D&D 5E Converting Older Edition Adventures to 5E

The DMG custom monster rules are very exploitable. It's trivial to create a CR 1/4 creature that can kill Frost Giants with ease. Here are some things that are "free" for a CR 1/4 monster:

Arbitrarily high movement
Teleportation
Ranged attacks as long as they don't deal more than 8 damage on average
An arbitrarily high number of Legendary Resistances
Immunities to an arbitrary number of conditions (exhausted/charmed/stunned/etc.)
Immunity to fire/cold/force/blunt/piercing/slashing/magical weapons/etc., as long as you halve HP to compensate
Arbitrarily high ability scores, as long as they don't increase damage dealt or total HP (INT 24, WIS 24, CHA 24, CON 24 as long as you give it a small base HD)

I forget whether you can get spell immunity for free as well, but 50 Legendary Resistances is pretty sweet already.

In short, the DMG rules are okay-ish as a formula for telling you how much experience a given creature is worth, since you gotta have something, but they're quite bad at telling you how genuinely dangerous a creature with special abilities is. If you create a custom monster, and it isn't just a sack of HP with a melee attack--suppose that it has a ranged Entangling attack and can teleport as a bonus action to snatch entangled prey--it's guaranteed that the DMG guidelines will underestimate its lethality.

On the plus side, the DMG encounter balancing guidelines already underestimate PCs' (potential) lethality, so tricksy monsters against tricksy PCs might actually be a fair match.

● Dataset records:
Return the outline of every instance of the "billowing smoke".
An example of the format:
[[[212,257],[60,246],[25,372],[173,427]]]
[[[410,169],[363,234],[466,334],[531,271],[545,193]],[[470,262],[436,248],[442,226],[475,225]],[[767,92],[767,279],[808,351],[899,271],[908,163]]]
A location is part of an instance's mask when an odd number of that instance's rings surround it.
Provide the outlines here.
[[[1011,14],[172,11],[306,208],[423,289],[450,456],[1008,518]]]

● Task instructions:
a: Put every line of the entries above into a JSON list of strings, one string per line, skipping blank lines. Leave out the text on custom monster rules.
b: Continue the post on the DMG custom monster rules, starting after its final sentence.

● Answers below:
a:
[
  "Return the outline of every instance of the \"billowing smoke\".",
  "An example of the format:",
  "[[[212,257],[60,246],[25,372],[173,427]]]",
  "[[[410,169],[363,234],[466,334],[531,271],[545,193]],[[470,262],[436,248],[442,226],[475,225]],[[767,92],[767,279],[808,351],[899,271],[908,163]]]",
  "A location is part of an instance's mask when an odd number of that instance's rings surround it.",
  "Provide the outlines here.",
  "[[[1011,14],[172,11],[306,208],[423,289],[450,456],[1008,518]]]"
]

b:
As an aside: one of the best advantages a monster can have is looking so much like a weaker monster that it gets underestimated. In my world, PCs benefit from this constantly. They look just like regular, weak old humans. A squad of 12 hobgoblins doesn't run away from three PCs when they see them coming because the hobgoblins assume they will win! If hobgoblins have been warned by the survivor of a previous battle, or if the PC Necromancer raises an army of skeletons, this ceases to be true, and the hobgoblin squad takes the threat as seriously as an enemy platoon (break contact, skirmish at range while waiting for reinforcements to arrive in force--all the things that frustrate PCs).

I've ran about 40 custom monsters now, and if you avoid obvious exploits and stick with the spirit of how monsters are created, it creates exceptionally good monsters that feel challenging at high levels.

My experience simply does not match your theory. I think if anything you over estimate the lethality of certain abilities. Combat simply doesn't last long enough and you generally don't stack a ton of riders on one monster.

Let me tell you players fear "bags of hitpoints" when those bags of hitpoints can do enough damage to kill them in one turn.

Believe me, when I first read the DMG rules, I hated them. I thought they were hard work, inaccurate, and missing so many factors. But after actually using them a lot I have found the underlining assumptions are correct. It really does just come down to how much damage and how quickly you can put it out, and how much damage you can withstand.
Honestly unless you have an action economy advantage a lot of effects are not worth the cost of the action. A creature can teleport around willy nilly but it's not really doing damage while it's doing that, and in three rounds it will be dead. Better just to hit and hit hard.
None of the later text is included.